SHORT TASK
Copy out word for word the part of the items that opens with the line containing "Target: slice of bread" and closes with the last line of the items.

DATASET EXTRACT
-- BEGIN --
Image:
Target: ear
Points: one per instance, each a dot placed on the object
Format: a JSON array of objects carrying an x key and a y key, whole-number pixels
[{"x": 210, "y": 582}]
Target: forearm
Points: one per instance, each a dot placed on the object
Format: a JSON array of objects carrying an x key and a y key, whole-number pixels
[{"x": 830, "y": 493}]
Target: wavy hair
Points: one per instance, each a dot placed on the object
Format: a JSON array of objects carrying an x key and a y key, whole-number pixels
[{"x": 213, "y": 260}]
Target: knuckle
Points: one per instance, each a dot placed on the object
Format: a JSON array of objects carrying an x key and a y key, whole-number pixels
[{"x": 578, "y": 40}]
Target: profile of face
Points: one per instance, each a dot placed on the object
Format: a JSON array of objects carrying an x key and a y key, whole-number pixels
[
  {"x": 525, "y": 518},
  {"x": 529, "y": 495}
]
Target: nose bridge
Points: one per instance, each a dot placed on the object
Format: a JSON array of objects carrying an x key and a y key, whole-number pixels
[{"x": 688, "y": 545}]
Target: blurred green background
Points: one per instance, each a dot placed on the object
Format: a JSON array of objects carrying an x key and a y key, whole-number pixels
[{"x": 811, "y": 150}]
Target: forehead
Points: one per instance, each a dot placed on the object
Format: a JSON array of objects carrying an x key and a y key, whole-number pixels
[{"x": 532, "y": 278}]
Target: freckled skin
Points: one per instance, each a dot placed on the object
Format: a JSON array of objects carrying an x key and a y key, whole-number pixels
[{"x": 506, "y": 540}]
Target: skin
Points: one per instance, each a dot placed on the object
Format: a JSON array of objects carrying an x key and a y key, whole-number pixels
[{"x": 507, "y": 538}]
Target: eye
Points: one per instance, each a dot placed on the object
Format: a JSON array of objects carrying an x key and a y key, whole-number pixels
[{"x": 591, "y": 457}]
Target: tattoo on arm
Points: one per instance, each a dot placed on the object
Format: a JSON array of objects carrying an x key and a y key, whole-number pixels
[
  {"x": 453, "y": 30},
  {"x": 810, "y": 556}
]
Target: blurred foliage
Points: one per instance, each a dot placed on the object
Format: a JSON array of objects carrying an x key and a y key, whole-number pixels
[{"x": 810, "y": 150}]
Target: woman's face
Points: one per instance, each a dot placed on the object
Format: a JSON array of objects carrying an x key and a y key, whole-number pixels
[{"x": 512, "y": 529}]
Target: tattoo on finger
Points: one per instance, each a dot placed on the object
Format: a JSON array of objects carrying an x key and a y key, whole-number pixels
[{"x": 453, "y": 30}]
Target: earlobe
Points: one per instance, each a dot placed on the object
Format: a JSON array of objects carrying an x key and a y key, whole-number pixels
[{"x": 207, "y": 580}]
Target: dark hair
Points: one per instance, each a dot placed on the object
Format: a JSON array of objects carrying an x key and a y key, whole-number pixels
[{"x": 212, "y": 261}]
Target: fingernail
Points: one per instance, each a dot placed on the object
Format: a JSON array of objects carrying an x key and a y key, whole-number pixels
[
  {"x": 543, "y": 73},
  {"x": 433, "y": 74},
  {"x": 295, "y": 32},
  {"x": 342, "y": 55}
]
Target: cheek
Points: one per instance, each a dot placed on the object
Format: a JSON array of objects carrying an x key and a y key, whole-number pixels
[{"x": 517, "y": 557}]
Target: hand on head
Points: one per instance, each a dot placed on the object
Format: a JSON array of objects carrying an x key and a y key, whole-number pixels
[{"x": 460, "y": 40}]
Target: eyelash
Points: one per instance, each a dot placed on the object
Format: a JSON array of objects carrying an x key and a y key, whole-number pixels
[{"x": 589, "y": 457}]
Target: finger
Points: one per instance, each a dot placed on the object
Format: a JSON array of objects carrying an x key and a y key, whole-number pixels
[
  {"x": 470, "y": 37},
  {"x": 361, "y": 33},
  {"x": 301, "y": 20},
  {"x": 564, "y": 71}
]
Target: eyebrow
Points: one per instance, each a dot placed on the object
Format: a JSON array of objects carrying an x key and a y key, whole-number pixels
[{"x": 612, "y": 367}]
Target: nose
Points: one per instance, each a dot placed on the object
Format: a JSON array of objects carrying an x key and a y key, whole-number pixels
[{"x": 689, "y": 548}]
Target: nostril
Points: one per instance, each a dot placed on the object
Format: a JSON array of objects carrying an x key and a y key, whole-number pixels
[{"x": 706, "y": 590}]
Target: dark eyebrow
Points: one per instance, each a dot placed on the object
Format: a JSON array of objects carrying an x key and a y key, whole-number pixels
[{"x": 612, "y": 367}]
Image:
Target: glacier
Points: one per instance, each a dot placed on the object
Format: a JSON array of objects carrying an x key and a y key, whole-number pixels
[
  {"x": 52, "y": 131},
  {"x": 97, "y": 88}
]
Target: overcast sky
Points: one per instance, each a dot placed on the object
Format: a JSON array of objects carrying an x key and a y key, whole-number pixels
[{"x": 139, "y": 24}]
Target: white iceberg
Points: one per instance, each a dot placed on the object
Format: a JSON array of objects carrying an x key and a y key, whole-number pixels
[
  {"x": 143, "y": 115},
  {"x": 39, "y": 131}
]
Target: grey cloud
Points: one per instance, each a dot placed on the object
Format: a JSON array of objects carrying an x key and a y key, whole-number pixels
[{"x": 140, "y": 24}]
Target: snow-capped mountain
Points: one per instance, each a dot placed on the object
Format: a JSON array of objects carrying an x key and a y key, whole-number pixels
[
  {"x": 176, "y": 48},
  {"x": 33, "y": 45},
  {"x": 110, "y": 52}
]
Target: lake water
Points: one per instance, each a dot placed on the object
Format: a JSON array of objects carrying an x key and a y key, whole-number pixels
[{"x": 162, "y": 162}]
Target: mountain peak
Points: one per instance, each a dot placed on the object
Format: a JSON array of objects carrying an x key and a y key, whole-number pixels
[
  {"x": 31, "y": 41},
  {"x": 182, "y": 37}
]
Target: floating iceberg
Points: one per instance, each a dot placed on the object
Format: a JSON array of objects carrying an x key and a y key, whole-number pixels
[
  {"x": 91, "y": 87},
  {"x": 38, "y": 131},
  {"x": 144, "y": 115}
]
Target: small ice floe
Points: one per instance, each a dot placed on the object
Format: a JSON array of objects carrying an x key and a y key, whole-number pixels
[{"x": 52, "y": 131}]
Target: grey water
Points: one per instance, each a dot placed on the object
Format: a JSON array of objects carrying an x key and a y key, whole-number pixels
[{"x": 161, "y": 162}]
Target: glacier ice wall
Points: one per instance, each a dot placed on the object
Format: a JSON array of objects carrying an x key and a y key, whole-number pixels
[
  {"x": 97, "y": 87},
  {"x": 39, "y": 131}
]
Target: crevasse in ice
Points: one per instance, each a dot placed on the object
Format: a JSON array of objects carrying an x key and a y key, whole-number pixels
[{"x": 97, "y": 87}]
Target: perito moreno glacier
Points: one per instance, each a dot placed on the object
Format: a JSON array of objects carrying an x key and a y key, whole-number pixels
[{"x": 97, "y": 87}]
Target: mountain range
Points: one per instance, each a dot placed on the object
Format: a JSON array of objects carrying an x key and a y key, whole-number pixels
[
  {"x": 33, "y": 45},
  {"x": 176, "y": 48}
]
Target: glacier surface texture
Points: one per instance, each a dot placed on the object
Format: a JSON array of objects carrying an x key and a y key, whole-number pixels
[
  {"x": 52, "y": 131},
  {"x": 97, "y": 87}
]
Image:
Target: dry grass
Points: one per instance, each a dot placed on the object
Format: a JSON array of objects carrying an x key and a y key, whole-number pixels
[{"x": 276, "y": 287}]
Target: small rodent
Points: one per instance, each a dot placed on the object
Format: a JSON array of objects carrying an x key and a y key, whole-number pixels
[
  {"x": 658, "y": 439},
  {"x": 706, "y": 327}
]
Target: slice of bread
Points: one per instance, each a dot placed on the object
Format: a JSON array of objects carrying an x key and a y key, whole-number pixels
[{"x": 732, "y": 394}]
-- END --
ANSWER BELOW
Target: slice of bread
Points: one per instance, each a dot placed on the object
Format: a JSON array of objects carrying an x key and a y key, whole-number pixels
[{"x": 732, "y": 394}]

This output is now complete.